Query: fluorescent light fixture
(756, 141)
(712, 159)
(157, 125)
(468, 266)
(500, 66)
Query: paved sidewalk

Task brief:
Present all of the material above as a JSON list of strings, with each line as a separate string and any blank lines left out.

Full response:
[
  "Query: fluorescent light fixture",
  "(756, 141)",
  "(712, 159)",
  "(157, 125)",
  "(468, 266)",
  "(500, 66)",
  "Query: paved sidewalk"
]